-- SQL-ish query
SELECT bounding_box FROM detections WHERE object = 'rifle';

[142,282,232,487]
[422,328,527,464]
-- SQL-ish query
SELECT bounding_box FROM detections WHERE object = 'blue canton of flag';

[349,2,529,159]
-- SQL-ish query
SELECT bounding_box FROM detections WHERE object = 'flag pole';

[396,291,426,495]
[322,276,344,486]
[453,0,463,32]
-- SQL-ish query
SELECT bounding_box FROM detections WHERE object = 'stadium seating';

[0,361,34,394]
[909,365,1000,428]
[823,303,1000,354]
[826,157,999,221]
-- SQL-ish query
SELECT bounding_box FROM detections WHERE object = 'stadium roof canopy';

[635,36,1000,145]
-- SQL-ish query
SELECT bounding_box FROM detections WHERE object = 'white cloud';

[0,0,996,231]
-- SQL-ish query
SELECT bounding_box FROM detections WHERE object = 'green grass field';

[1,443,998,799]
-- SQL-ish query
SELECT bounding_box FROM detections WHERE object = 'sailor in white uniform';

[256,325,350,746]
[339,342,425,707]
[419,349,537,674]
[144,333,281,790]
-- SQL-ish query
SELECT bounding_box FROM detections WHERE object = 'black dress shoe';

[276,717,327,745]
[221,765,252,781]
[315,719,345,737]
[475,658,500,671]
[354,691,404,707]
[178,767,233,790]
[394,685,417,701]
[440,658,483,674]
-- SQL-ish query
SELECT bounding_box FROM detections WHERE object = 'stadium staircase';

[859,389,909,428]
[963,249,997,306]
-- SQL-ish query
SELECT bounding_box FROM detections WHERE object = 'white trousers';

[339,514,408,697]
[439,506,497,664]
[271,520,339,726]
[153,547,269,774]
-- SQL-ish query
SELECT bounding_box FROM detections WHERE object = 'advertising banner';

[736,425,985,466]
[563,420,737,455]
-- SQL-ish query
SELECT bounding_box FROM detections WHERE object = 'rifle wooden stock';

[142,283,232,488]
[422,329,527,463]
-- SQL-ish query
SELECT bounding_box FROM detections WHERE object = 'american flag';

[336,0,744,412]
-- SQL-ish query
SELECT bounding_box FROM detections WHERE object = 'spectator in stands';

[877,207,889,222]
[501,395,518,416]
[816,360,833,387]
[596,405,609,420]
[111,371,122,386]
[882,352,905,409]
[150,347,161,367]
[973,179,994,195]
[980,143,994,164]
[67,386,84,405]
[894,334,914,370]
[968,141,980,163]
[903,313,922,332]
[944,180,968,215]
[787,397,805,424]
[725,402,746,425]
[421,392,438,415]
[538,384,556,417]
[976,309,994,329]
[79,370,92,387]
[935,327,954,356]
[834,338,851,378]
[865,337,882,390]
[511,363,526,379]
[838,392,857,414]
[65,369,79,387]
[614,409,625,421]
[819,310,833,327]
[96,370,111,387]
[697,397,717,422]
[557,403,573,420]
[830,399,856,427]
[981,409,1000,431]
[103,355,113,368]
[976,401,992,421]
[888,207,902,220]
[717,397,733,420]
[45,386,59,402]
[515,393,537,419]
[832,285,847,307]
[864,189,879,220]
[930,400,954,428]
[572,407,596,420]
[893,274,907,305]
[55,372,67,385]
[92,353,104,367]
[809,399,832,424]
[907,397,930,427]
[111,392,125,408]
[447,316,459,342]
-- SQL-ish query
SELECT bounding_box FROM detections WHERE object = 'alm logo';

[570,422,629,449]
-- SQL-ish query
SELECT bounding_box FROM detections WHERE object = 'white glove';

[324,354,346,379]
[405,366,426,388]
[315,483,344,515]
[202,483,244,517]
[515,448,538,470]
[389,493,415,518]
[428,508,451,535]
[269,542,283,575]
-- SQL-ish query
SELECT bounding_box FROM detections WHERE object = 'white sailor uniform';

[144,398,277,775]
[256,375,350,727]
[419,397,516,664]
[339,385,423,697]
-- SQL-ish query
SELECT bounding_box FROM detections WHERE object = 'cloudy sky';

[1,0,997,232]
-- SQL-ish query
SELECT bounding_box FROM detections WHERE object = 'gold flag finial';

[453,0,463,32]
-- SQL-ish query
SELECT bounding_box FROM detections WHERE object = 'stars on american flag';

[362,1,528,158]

============================================================

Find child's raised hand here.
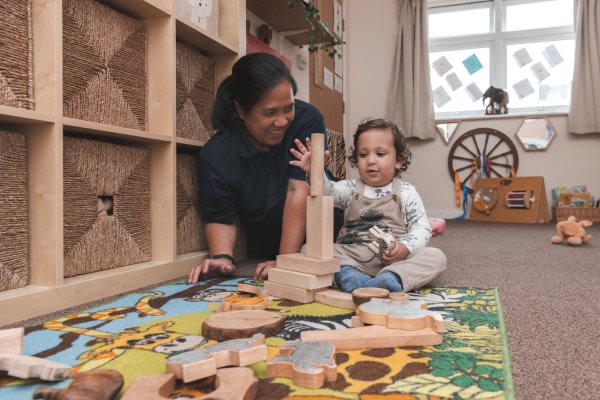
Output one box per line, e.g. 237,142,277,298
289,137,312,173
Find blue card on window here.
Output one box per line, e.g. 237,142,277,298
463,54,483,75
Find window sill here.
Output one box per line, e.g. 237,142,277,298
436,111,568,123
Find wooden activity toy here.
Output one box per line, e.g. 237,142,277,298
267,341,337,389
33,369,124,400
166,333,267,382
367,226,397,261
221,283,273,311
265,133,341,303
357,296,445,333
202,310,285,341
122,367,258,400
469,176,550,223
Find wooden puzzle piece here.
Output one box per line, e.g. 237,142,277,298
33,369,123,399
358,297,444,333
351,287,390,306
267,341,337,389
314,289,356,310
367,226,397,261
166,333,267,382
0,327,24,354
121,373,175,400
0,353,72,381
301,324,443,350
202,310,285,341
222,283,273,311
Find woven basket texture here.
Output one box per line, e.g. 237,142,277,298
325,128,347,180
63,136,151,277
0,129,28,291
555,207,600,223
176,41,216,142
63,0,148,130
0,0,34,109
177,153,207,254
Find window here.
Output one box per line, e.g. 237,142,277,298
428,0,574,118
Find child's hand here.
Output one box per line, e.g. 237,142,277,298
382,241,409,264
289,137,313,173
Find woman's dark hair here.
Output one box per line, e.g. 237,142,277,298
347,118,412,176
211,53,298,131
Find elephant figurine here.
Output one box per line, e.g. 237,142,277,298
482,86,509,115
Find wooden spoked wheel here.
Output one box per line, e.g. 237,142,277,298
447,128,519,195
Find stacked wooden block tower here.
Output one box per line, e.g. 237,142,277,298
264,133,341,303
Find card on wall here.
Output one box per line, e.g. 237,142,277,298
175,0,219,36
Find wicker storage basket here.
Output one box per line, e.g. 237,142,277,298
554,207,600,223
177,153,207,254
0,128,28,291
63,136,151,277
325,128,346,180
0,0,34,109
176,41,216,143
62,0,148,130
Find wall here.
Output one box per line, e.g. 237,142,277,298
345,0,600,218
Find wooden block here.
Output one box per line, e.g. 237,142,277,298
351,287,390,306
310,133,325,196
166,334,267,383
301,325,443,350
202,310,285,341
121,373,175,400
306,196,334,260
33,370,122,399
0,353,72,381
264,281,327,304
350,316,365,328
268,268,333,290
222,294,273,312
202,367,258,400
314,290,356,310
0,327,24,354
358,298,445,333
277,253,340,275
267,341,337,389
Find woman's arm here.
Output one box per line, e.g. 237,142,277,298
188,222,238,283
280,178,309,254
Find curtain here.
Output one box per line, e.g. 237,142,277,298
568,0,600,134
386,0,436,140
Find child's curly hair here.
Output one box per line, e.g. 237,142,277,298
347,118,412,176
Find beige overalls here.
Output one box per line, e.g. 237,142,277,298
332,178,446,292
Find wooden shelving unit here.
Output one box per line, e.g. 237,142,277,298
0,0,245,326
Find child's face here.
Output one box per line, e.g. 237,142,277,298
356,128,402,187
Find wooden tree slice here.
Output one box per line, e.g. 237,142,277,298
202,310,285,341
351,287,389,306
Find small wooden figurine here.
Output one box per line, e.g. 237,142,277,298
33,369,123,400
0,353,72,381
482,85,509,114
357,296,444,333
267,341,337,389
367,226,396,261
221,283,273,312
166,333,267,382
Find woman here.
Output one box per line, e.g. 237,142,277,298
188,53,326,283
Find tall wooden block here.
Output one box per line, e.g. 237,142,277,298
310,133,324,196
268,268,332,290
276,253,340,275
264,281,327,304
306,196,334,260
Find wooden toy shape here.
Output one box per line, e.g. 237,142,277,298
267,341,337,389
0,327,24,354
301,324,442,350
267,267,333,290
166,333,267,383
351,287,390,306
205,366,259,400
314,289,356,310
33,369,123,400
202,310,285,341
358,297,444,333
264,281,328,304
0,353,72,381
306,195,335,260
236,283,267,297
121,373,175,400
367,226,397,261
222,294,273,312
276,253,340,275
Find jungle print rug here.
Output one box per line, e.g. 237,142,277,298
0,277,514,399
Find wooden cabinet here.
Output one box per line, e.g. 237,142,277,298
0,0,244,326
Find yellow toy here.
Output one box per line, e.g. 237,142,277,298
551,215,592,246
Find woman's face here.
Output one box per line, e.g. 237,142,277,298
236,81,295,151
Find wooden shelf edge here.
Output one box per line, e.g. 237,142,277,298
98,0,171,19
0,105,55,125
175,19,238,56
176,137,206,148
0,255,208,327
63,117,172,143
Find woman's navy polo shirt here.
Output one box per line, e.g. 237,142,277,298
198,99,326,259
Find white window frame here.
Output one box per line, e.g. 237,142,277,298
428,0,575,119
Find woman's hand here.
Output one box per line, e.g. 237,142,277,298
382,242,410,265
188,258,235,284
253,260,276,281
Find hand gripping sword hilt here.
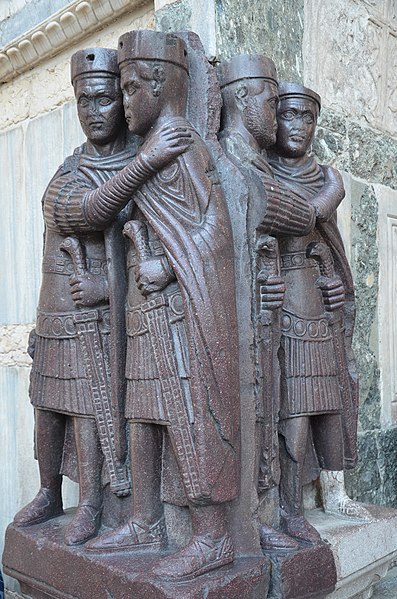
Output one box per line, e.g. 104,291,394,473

============================================================

Task to complete
Set aside each line above that includes the string "figurine" and report it.

Final answer
Find elephant figurine here.
Find small wooden figurine here.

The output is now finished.